* _Description of the task_: Each record below should be written out again exactly as given.

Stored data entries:
___

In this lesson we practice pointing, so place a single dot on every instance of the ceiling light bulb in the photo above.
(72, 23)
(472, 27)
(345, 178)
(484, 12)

___

* _Task response_:
In this lesson we practice pointing, so place a single dot on every instance of the ceiling light bulb in the photo above.
(72, 23)
(472, 27)
(345, 178)
(484, 12)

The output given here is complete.